### [Text segment]
--- --- ---

End-to-End Runtime Prompt Firewall Setup for Azure AI Foundry¶

Objective¶

Route all user prompts sent to Azure AI Foundry through AccuKnox LLM Defence first, using Azure API Management (APIM), with the following guarantees:

Client never talks to Foundry directly
Only the user question is sent to AccuKnox
Full payload is preserved for Foundry
Requests are blocked if AccuKnox returns BLOCK
Foundry is called only if allowed
Secrets are stored securely in APIM
Client code remains unchanged except endpoint + key

Final Runtime Flow¶

Client
  |
  | POST /foundry/models/chat/completions
  | Authorization: Bearer <CLIENT_TOKEN>
  | (full LLM payload)
  |
Azure API Management (APIM)
  |
  |──► AUTHENTICATION (Inbound – fail fast)
  |     - Read Authorization header
  |     - Strip "Bearer "
  |     - Compare token with 
  |     - If mismatch / missing → 401 Unauthorized
  |
  |──► PRESERVE REQUEST
  |     - Preserve full original request body
  |
  |──► PROMPT EXTRACTION
  |     - Extract messages[0].content only
  |
  |──► PROMPT SECURITY CHECK
  |     - POST to AccuKnox LLM Defence
  |       {
  |         "query_type": "prompt",
  |         "content": "<user prompt>"
  |       }
  |
  |──► PROMPT DECISION
  |     - If BLOCK → 403 (Foundry NOT called)
  |     - If ALLOW / MONITOR → continue
  |
  |──► BACKEND INVOCATION
  |     - Forward ORIGINAL payload (unchanged)
  |     - Replace Authorization header with
  |       Bearer 
  |
  v
Azure AI Foundry
  |
  |──► MODEL INFERENCE
  |     - Full LLM payload processed
  |
  |──► RESPONSE RETURNED
  |
  v
Azure API Management (APIM)
  |
  |──► RESPONSE PRESERVATION
  |     - Preserve full Foundry response
  |
  |──► RESPONSE EXTRACTION
  |     - Extract choices[0].message.content
  |
  |──► RESPONSE SECURITY CHECK
  |     - POST to AccuKnox LLM Defence
  |       {
  |         "query_type": "response",
  |         "content": "<model output>",
  |         "session_id": "<prompt session id>"
  |       }
  |
  |──► RESPONSE DECISION
  |     - If BLOCK → 403 (response suppressed)

--- --- ---

### [Problem description]
Reproduce word for word the part of the Azure AI Foundry prompt firewall setup guide that begins with the words containing "Final Runtime Flow¶" and ends with "(Inbound – fail fast)". You won't need the data that follows the setup guide.

--- --- ---

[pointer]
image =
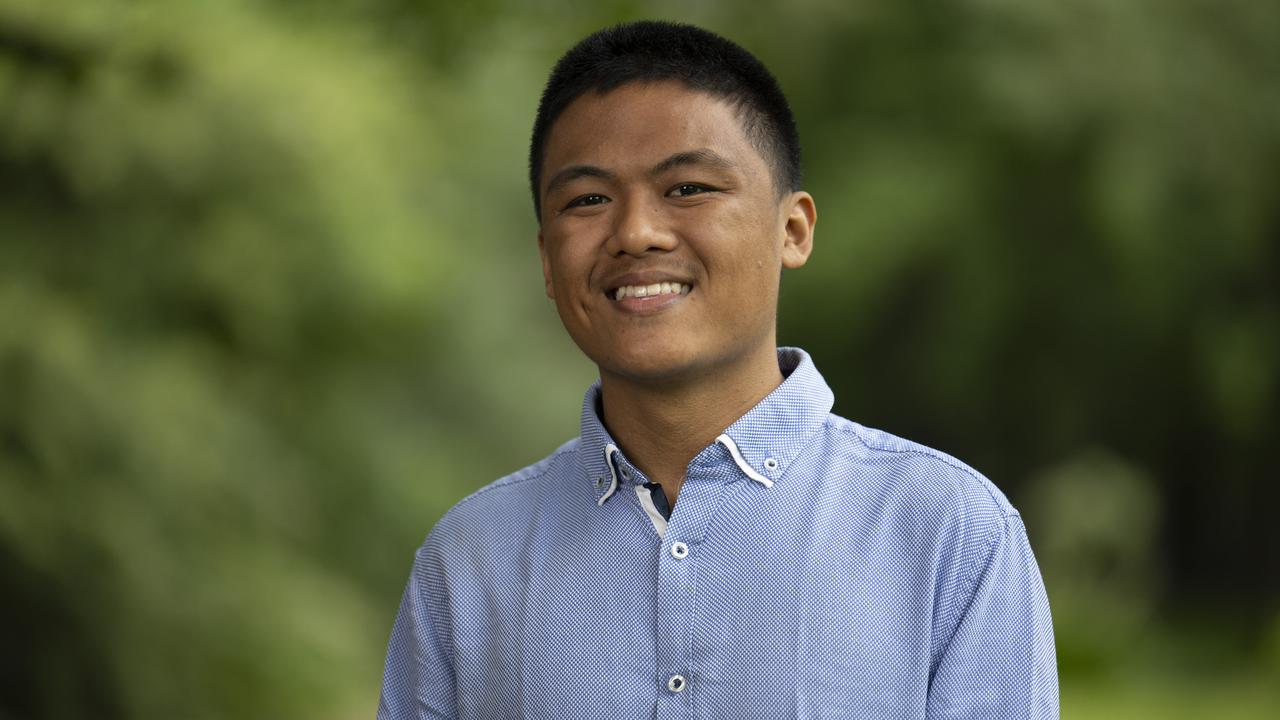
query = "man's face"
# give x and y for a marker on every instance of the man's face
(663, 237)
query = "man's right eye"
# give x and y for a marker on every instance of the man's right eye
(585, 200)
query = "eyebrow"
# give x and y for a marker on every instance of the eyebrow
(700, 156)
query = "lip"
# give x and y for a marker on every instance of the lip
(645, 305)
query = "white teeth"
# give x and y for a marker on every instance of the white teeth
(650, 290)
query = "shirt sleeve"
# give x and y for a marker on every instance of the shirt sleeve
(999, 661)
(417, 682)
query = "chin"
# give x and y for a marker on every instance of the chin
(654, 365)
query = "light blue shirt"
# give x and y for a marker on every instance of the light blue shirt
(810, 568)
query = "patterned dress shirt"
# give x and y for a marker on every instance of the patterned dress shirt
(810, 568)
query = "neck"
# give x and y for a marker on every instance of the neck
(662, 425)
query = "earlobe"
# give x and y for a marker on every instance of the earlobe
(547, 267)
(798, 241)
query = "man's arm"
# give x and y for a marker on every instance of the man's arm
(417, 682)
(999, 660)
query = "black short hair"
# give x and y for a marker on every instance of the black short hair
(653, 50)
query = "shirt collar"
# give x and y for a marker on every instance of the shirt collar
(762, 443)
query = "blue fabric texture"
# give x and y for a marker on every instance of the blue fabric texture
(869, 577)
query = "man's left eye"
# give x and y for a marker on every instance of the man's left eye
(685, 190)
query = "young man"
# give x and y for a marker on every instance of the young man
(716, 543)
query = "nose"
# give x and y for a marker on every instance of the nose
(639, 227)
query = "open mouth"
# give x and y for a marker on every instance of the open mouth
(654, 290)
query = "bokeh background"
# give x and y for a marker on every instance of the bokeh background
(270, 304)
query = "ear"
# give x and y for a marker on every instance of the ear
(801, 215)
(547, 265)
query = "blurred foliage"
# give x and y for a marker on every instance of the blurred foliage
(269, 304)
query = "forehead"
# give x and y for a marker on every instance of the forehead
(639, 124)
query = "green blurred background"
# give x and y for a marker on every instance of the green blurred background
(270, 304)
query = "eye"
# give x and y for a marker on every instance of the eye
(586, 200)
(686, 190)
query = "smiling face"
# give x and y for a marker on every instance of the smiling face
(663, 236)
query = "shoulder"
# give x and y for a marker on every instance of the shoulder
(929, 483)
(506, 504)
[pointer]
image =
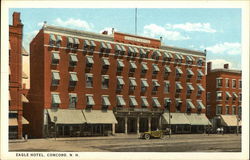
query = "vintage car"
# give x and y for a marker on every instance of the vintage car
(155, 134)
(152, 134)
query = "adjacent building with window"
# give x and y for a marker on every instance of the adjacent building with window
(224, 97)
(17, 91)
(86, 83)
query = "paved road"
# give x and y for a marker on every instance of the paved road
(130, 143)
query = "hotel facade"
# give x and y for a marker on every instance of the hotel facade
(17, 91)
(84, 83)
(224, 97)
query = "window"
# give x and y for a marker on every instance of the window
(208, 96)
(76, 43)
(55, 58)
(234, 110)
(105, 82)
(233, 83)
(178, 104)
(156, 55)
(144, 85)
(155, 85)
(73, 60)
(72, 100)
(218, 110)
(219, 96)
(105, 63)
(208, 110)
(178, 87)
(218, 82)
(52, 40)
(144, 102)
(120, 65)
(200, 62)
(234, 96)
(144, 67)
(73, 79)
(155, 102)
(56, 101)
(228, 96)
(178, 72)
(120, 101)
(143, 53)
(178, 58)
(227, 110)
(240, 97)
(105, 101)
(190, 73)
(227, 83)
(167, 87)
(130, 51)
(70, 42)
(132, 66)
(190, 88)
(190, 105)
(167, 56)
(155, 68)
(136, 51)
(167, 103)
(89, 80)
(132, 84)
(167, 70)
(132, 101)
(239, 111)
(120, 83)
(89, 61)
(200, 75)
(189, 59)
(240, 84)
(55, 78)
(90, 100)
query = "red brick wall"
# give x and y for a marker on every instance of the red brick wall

--- --- ---

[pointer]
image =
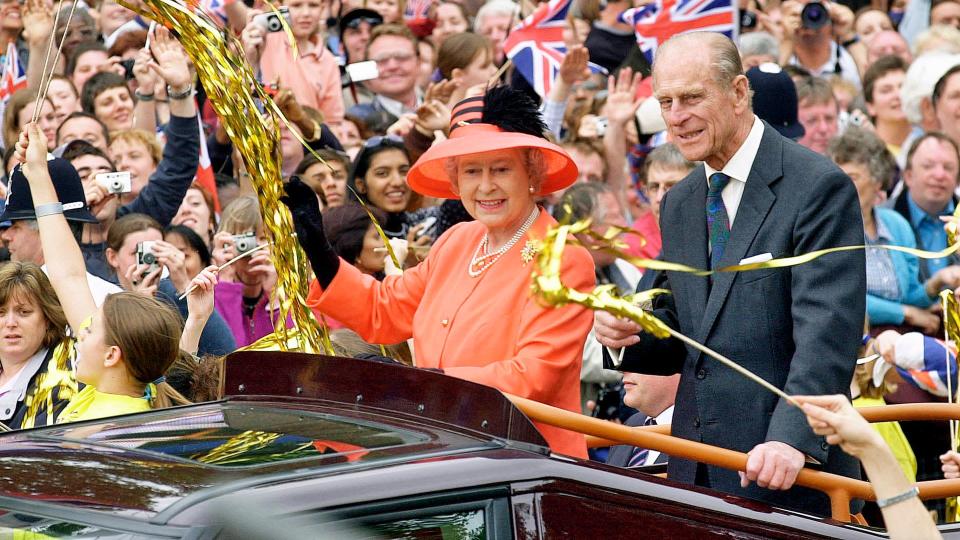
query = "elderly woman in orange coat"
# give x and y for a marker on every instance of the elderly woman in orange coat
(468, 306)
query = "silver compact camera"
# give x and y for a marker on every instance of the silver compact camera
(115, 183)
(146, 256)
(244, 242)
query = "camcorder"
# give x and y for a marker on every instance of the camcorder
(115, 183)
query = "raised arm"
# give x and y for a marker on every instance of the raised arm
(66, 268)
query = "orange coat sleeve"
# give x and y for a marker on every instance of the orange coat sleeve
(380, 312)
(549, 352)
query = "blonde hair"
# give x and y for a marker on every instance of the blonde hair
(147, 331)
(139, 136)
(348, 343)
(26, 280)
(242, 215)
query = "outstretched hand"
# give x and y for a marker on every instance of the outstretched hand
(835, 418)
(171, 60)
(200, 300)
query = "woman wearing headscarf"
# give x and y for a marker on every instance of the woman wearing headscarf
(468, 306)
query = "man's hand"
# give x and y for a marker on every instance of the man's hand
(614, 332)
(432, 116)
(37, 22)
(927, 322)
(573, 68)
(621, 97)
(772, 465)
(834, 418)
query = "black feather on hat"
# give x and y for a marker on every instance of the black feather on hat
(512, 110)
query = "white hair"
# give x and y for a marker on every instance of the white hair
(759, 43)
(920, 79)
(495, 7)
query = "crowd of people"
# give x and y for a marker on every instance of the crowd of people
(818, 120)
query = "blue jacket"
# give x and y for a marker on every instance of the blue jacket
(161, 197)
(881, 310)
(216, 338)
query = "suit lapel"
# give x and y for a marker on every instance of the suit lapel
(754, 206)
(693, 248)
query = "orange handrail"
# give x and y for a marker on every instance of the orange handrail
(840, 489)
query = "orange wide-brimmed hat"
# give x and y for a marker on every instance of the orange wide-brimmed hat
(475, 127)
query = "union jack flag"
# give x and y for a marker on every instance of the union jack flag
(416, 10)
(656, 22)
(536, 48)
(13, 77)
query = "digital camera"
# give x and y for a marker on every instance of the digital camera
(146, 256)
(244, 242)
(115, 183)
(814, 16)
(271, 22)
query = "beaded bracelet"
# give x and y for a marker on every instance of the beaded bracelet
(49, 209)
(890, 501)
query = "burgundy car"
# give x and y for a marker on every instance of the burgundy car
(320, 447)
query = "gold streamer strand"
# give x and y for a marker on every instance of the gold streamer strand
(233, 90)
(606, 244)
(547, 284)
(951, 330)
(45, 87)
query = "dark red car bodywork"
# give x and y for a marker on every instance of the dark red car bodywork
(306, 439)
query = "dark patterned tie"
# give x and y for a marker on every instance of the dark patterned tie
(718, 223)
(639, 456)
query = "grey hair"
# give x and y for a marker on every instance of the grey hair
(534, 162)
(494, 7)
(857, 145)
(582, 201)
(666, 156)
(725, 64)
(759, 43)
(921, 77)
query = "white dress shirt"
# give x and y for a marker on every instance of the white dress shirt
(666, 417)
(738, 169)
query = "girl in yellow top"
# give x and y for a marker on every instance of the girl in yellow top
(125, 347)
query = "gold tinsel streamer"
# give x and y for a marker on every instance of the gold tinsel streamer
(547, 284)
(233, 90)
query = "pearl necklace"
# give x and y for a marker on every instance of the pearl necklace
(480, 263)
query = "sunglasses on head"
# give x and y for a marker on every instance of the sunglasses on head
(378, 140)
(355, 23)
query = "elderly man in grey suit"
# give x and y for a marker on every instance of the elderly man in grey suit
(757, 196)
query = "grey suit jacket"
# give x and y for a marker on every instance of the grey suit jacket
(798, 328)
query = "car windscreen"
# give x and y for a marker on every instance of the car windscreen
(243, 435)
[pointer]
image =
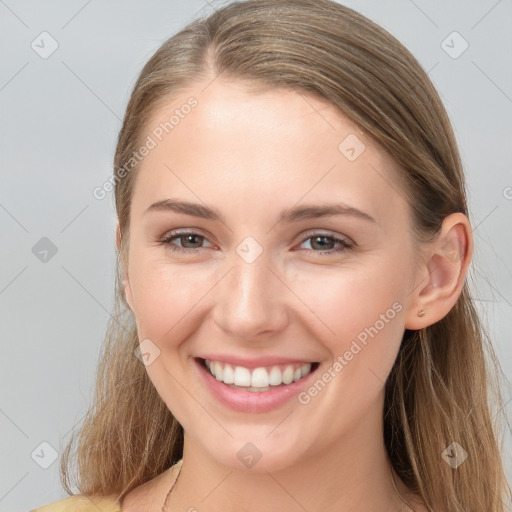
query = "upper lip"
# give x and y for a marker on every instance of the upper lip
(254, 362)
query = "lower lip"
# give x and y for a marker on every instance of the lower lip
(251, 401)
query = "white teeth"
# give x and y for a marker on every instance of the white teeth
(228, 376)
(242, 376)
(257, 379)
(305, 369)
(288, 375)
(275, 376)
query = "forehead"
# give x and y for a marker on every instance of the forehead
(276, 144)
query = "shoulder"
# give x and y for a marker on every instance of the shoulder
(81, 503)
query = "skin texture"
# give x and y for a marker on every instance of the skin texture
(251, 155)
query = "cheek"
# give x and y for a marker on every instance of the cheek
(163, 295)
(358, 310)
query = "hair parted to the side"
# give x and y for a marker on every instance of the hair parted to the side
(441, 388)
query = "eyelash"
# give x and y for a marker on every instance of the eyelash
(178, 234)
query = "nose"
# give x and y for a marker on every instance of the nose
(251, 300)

--- --- ---

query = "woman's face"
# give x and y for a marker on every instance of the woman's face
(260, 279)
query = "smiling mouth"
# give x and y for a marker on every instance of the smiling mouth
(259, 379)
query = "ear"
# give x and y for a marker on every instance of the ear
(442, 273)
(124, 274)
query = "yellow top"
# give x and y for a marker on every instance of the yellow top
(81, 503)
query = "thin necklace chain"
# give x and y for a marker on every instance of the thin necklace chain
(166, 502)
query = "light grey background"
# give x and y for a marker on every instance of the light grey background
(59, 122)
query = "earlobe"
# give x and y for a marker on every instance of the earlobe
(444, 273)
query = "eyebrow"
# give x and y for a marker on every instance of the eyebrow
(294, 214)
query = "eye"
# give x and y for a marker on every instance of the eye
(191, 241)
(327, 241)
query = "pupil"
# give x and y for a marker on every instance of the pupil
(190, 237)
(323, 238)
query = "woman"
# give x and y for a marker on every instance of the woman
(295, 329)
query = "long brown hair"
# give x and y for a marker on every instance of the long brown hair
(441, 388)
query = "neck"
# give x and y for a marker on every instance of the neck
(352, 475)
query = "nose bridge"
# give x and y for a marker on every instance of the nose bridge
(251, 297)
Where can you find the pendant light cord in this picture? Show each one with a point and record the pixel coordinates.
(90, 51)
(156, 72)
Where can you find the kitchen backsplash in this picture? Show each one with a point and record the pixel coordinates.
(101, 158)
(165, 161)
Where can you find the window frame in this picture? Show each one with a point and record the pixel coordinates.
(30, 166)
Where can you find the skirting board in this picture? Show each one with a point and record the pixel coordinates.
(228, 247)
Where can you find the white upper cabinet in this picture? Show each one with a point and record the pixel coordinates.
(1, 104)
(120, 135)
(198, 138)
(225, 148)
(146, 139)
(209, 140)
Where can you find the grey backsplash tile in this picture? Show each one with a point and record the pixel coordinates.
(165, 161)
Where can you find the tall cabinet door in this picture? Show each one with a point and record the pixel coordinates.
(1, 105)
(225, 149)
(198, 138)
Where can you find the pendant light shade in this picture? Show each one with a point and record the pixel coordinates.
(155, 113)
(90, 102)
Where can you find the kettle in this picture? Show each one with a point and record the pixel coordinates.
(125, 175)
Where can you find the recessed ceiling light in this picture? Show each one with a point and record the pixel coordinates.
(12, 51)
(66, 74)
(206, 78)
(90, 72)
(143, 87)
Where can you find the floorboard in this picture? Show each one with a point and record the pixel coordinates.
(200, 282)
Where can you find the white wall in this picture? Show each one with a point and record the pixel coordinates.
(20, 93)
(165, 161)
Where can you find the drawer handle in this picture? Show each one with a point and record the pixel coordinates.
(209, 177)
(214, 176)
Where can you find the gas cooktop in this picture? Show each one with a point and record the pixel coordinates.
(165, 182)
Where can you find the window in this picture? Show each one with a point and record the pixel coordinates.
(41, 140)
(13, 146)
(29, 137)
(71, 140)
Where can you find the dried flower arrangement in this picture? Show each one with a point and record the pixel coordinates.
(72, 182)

--- --- ---

### [Final answer]
Final Runtime Flow¶

Client
  |
  | POST /foundry/models/chat/completions
  | Authorization: Bearer <CLIENT_TOKEN>
  | (full LLM payload)
  |
Azure API Management (APIM)
  |
  |──► AUTHENTICATION (Inbound – fail fast)